━━━━━ Dataset ━━━━━

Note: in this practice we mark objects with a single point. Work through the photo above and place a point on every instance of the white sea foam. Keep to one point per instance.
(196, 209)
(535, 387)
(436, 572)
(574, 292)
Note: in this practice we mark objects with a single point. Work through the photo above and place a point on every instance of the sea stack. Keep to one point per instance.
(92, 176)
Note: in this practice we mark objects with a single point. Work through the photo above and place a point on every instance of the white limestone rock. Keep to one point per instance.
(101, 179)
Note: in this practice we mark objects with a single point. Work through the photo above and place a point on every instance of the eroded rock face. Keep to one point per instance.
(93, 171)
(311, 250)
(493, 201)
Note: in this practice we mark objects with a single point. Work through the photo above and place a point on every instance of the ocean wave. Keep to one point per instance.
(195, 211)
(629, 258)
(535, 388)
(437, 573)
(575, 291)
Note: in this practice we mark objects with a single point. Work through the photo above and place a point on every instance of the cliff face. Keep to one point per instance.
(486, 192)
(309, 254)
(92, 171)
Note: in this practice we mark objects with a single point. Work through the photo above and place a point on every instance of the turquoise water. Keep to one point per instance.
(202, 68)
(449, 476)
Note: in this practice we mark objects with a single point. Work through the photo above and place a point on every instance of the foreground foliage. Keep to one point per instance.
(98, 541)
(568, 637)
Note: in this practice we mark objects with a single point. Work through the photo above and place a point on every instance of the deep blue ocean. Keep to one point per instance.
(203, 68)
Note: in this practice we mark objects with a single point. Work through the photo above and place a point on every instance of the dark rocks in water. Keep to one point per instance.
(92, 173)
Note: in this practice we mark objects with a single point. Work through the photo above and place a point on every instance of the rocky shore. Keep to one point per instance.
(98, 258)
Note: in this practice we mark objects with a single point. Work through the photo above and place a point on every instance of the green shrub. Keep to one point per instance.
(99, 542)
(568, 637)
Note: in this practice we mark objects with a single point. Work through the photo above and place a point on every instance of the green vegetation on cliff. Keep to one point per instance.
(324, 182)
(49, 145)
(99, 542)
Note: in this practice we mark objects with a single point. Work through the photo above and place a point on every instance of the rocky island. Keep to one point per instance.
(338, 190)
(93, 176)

━━━━━

▶ [Given problem]: Copy out word for word the lines above, starting at the line that contains "cliff. Keep to one point per instance." and ending at the last line.

▶ [Response to this task]:
Note: in this practice we mark objects with a single point. Work through the photo above and place a point on every instance of the green vegetation on cliff. Keep to one point per instance.
(324, 182)
(49, 145)
(99, 542)
Note: in this practice we mark objects with a single point. Work through the photo above and place a point on every instance of the rocky island. Keep to one point per instance.
(338, 190)
(93, 176)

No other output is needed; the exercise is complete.